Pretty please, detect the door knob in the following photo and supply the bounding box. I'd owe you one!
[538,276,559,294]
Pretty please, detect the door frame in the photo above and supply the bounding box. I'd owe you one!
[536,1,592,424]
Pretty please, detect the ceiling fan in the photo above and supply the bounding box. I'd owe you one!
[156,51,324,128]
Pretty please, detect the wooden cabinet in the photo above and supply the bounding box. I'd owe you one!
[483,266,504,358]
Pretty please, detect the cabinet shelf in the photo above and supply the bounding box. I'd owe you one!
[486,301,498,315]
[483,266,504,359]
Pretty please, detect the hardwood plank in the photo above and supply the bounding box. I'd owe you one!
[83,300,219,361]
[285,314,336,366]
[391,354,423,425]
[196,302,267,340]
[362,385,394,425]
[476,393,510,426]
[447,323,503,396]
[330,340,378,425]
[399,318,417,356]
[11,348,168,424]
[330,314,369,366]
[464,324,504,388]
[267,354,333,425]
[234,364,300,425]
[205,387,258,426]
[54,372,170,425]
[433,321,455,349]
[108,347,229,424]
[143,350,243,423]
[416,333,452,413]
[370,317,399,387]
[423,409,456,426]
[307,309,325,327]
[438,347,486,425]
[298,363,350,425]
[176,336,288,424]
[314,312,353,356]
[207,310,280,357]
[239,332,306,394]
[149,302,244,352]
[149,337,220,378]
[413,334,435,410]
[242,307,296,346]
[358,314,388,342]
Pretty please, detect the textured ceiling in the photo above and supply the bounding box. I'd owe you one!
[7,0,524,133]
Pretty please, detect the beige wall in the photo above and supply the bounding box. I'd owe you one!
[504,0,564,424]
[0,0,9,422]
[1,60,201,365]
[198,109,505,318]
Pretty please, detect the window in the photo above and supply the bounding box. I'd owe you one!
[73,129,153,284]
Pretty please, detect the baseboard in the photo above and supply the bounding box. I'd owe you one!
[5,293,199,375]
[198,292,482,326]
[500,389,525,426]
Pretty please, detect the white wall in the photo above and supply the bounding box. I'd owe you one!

----

= PROBLEM TO WORK ON =
Write out the whole listing above once more, exactly.

= SOLUTION TO THIS PROBLEM =
Pretty please, detect the door knob in the following photo and supply the bounding box. I'd owe you one!
[538,276,559,294]
Pretty please, detect the door frame in the photo above and supply the bounding box. I'd owe you one!
[536,1,592,424]
Pretty please, detect the ceiling fan in the photo above and supply the bounding box. I'd owe you one!
[156,51,324,128]
Pretty please, detect the wooden cabinet in the photo above and supply the bounding box. I'd owe you one!
[483,266,504,358]
Pretty please, detect the cabinet shelf in the photo above and supply the bounding box. I'd owe you one!
[486,301,498,315]
[483,266,504,359]
Pretty please, detect the hardwood plank in the photo above and supply the bounding box. I'd owe you one!
[83,300,219,361]
[285,314,336,366]
[391,354,423,425]
[196,302,267,340]
[362,385,394,425]
[476,393,510,426]
[447,323,503,396]
[330,340,378,425]
[399,318,417,356]
[11,348,168,424]
[330,314,369,366]
[464,324,504,388]
[267,354,333,425]
[234,364,300,425]
[205,387,258,426]
[54,372,170,425]
[433,321,455,349]
[108,347,229,424]
[143,350,243,423]
[416,333,452,413]
[370,317,399,387]
[423,409,456,426]
[307,309,325,327]
[438,347,486,425]
[298,363,350,425]
[176,336,288,424]
[314,312,353,356]
[207,310,280,357]
[239,332,306,394]
[149,302,244,352]
[149,337,220,378]
[413,334,435,410]
[242,307,296,346]
[358,314,388,342]
Pretty please, detect the textured ceiling in the photo above and supply the bounding box. I'd owe you one!
[7,0,524,133]
Pretty please, detect the beige wall in the photo above and supply the bounding box. I'd owe you one!
[504,0,564,424]
[0,0,9,422]
[1,60,201,365]
[198,109,505,318]
Pretty please, detect the window in the photo above and supply the bounding box. I'd owe you one!
[73,129,153,284]
Pretty please, detect the baseboard in the photo above and supply the bounding box. I'd owe you one!
[5,293,199,375]
[198,292,482,326]
[500,389,525,426]
Pretty please, detect the white wall in the photo above and supply the bounding box. I'd owe you one!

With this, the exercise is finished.